Do this - Using the forum thread on the Limited class in ASA, decide whether each statement agrees with it: (a) one poster expects the Limited class to stay around but doubts the Limited Pro class will; (b) one poster knows of many finger shooters from Alabama who compete; (c) one poster read that Arkansas had eliminated the Limited class from its State Federation. Answer yes or no for each, quoting the deciding words of the thread.

═════ Source passage

# So the limited class in asa



## CutTheLoop (Dec 26, 2007)

mustang kid said:


> Is it gonna stick around any much longer?


Limited... most likely 


Limited Pro... doubtful


----------



## a12killer (Jul 23, 2004)

Makes you wonder what classes the pro's will filter into if that class folds. The limited class may have 2-3 new shooters if it happens. Seems that you Texas boys are taking over. I can't get over the number of finger shooters that's left. I only know of 2 from Alabama that compete with the exception of the Goza's.


----------



## CutTheLoop (Dec 26, 2007)

a12killer said:


> Makes you wonder what classes the pro's will filter into if that class folds. The limited class may have 2-3 new shooters if it happens. Seems that you Texas boys are taking over. I can't get over the number of finger shooters that's left. I only know of 2 from Alabama that compete with the exception of the Goza's.


Yep...sad, a lost art so to speak.

I read somewhere that Arkansas had already eliminated the Limited class from their State Federation this year.

I have done about all can think of in the past couple years, "recruited" a couple new shooters to fingers, helped rig them up, even shared some of my "secrets"... but it just seems most shooters are really only interested in shooting some high number ending in "up".:sad:

With the huge hit those guys took to their contingency $$, I guess I can see where they feel they need to abandon ship and move on.

══════════
═════ Rows

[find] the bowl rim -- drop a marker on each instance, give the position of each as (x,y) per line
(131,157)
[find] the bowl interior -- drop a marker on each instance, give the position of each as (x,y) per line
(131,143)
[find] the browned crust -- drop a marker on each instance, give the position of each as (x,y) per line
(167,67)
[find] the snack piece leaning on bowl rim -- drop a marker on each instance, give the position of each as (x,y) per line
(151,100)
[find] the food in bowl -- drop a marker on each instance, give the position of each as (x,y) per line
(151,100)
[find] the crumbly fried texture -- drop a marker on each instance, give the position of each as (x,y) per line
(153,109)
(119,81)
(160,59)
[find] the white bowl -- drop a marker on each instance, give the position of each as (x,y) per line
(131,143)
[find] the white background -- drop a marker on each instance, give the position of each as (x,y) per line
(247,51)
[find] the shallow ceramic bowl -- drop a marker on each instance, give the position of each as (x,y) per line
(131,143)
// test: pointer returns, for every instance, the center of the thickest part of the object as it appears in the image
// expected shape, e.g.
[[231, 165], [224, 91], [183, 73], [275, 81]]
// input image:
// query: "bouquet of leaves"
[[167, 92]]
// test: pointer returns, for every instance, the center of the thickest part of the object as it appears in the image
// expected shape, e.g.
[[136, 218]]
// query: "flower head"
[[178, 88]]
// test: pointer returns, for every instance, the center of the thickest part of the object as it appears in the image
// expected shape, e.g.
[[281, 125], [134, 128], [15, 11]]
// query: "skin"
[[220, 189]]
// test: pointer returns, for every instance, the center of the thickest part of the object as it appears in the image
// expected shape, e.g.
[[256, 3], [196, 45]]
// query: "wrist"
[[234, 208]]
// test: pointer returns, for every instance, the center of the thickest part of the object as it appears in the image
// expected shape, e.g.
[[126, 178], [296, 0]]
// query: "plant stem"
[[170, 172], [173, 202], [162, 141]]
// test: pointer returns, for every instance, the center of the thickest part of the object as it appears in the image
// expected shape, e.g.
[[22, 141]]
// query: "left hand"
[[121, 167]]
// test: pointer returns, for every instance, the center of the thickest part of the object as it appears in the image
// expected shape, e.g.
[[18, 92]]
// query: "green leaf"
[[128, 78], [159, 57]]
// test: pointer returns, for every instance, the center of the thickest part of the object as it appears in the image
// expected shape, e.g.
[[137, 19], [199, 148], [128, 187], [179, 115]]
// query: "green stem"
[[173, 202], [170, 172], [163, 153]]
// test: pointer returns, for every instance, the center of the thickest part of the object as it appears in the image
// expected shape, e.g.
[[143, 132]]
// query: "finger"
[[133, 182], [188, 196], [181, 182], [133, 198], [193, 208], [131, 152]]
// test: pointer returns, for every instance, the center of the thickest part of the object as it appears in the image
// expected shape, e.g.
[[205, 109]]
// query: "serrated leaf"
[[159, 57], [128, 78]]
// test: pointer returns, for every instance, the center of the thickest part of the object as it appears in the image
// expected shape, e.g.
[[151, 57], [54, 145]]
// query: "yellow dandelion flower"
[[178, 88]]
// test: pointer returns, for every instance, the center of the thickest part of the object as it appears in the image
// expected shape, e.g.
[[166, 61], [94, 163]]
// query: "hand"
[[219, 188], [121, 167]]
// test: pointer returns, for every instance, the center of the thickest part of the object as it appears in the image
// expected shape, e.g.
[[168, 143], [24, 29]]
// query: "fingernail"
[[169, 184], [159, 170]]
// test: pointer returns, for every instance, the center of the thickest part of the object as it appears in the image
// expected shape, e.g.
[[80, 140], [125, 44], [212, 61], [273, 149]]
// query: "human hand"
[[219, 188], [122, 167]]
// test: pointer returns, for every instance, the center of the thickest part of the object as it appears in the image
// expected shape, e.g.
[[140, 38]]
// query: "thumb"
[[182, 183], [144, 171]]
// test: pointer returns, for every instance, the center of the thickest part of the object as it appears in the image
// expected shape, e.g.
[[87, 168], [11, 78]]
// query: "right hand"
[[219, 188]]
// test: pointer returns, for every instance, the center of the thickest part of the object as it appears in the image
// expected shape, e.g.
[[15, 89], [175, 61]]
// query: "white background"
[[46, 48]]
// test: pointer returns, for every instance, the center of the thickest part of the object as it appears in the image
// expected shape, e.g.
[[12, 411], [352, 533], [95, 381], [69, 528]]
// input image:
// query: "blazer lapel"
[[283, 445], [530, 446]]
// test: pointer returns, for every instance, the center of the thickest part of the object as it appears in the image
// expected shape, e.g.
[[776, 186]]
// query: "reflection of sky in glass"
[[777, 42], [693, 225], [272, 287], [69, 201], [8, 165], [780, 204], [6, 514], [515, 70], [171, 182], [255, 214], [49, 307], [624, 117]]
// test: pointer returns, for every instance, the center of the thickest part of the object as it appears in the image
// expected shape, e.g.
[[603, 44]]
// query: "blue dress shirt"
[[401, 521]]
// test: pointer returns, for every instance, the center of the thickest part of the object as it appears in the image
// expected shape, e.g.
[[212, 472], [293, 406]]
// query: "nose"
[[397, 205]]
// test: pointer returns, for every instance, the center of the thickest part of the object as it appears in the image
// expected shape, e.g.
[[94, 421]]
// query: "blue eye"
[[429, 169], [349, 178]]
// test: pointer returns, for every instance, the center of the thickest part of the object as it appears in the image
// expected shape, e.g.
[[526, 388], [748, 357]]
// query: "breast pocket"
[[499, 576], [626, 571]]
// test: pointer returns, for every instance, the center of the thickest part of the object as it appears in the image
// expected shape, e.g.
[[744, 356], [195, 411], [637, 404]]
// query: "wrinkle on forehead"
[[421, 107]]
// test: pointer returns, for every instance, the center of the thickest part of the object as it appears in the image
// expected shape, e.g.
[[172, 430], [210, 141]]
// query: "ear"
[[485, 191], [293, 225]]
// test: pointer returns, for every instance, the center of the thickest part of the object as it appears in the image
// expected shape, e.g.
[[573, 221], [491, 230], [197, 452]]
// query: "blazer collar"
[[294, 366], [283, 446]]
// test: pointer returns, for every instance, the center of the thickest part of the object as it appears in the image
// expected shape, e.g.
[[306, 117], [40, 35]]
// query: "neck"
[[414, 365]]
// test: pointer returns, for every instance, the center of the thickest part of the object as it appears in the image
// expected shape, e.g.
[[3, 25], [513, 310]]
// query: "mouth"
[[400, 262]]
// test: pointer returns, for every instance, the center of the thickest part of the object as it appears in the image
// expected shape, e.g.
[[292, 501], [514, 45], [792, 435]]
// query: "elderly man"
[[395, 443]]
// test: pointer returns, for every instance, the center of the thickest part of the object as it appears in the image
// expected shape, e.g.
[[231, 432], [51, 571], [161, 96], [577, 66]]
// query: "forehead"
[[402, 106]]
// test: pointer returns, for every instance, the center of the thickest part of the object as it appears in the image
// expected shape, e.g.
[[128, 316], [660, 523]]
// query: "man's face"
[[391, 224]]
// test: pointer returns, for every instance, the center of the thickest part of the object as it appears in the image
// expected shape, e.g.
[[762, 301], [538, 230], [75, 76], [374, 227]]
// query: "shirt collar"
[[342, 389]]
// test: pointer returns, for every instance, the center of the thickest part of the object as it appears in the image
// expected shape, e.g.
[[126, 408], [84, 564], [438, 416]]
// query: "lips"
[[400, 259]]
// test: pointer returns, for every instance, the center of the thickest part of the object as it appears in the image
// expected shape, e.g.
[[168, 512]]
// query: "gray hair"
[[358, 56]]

══════════

Output of the exercise -
(a) Yes: "Limited... most likely" and "Limited Pro... doubtful"
(b) No: "I only know of 2 from Alabama that compete with the exception of the Goza's."
(c) Yes: "I read somewhere that Arkansas had already eliminated the Limited class from their State Federation this year."